-- Page text follows --

In the last year, it has become painfully apparent that the new coronavirus, SARS-CoV-2, while initially targeting the respiratory system, can affect several tissues and organs and result in a plethora of symptoms and sequelae. Although the scientific literature on the coronavirus abounds, the effects of a SARS-CoV-2 infection on our reproductive function are still poorly understood. From the point of view of developing guidelines for the safe provision of assisted reproduction technology (ART) treatments during the current COVID-19 pandemic, a central concern is the possibility of vertical transmission of SARS-CoV-2 infection through gametes.
In other words, can the virus infect human oocytes and sperm? Can the use of oocytes from women infected with the virus result in an infection of the developing embryo?
For the virus to infect a cell, it must find two elements on the cell's surface membrane: a receptor which will anchor the virus, and a protease which will facilitate its entry into the cell. We have all become accustomed to the names of ACE2, the protein that acts as a receptor for the virus, and TMPRSS2, the protease which helps initiate the infection of the cell. Additionally, it has also been reported that the BSG receptor and the CTSL protease can also be used by the virus.
The mRNAs of these genes are expressed in most of the human female reproductive tract, and during the early developmental stages of the human embryo. Normally, the presence of mRNA, the precursor molecule needed to produce the protein, may be used as an indication of concomitant protein production. However, this general association is not absolute, especially in cells, like the oocyte, designed to store mRNAs for a long time before making the corresponding protein at exactly the time when it is needed. Reports on the presence of ACE2 and TMPRSS2 proteins in oocytes, rather than mRNAs, are extremely scarce, as are data from women with a confirmed SARS-CoV-2 infection.
We identified an opportunity to bridge this gap in knowledge when, in early March 2019, we identified two young oocyte donors who, despite the absence of symptoms, were positive for SARS-CoV-2 infection on the day of the oocytes collection. Their oocytes were frozen pending further assessment, and, with their consent, 16 oocytes were tested individually for presence of viral material. None of the 16 measurements returned a positive result, meaning no viral material was identified in any of the oocytes.

-- Page text concluded --
-- Data shown follows --

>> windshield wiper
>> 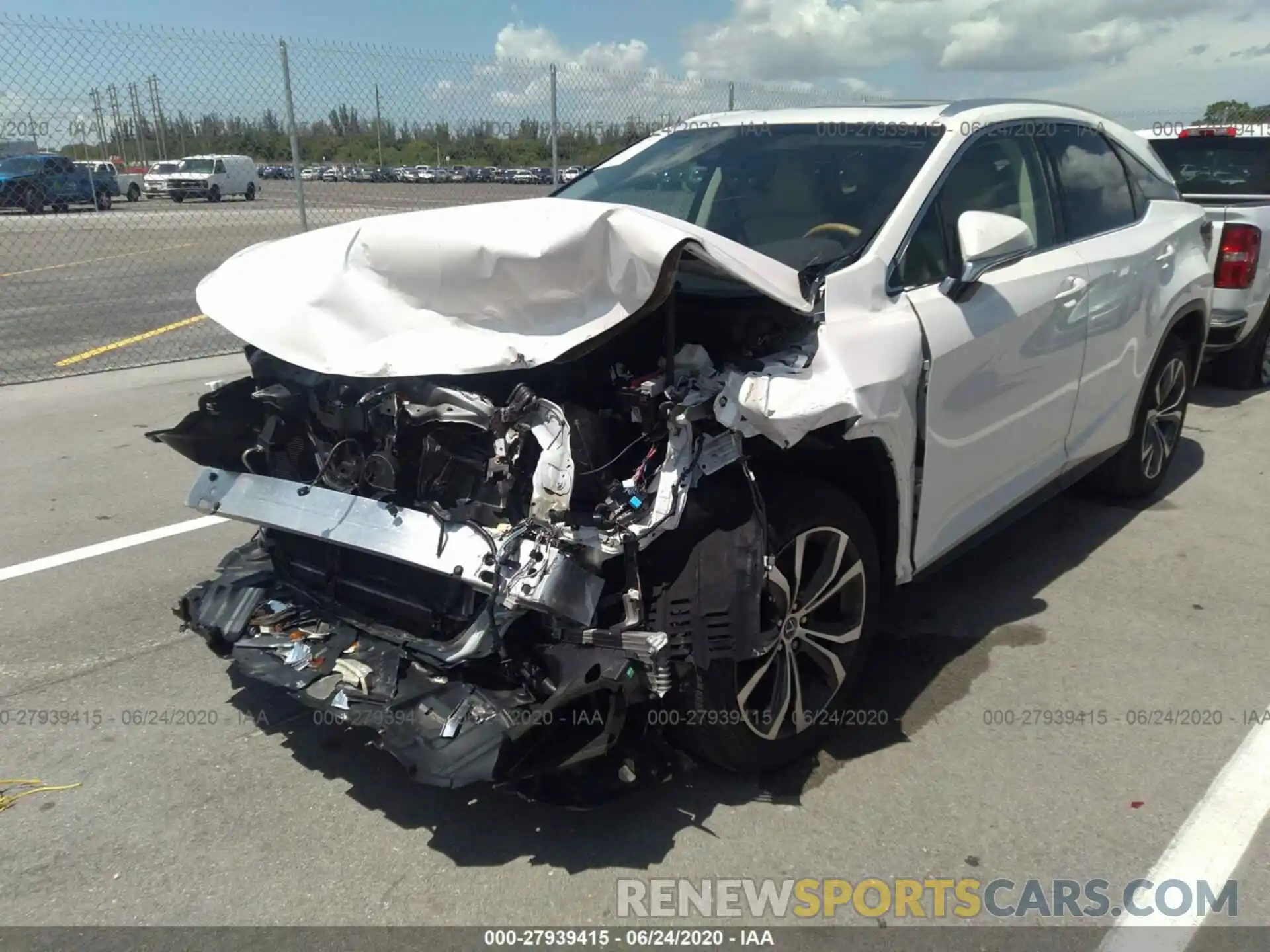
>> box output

-- Data shown concluded --

• **Required tasks**:
a – In the SARS-CoV-2 passage, change "the developing embryo" to "the resulting embryo" and write out the text from "In other words, can" to "the developing embryo?".
b – Shorten the paragraph of the SARS-CoV-2 passage that begins "The mRNAs of these genes" to two sentences, keeping its main facts.
Work only from the SARS-CoV-2 passage.

• **Outputs by task**:
a –
In other words, can the virus infect human oocytes and sperm? Can the use of oocytes from women infected with the virus result in an infection of the resulting embryo?

b – The mRNAs of these genes are expressed in most of the human female reproductive tract and during the early developmental stages of the human embryo, but mRNA does not always indicate protein production, especially in oocytes, which store mRNAs for a long time before making the corresponding protein when needed. Reports on ACE2 and TMPRSS2 proteins, rather than mRNAs, in oocytes are extremely scarce, as are data from women with a confirmed SARS-CoV-2 infection.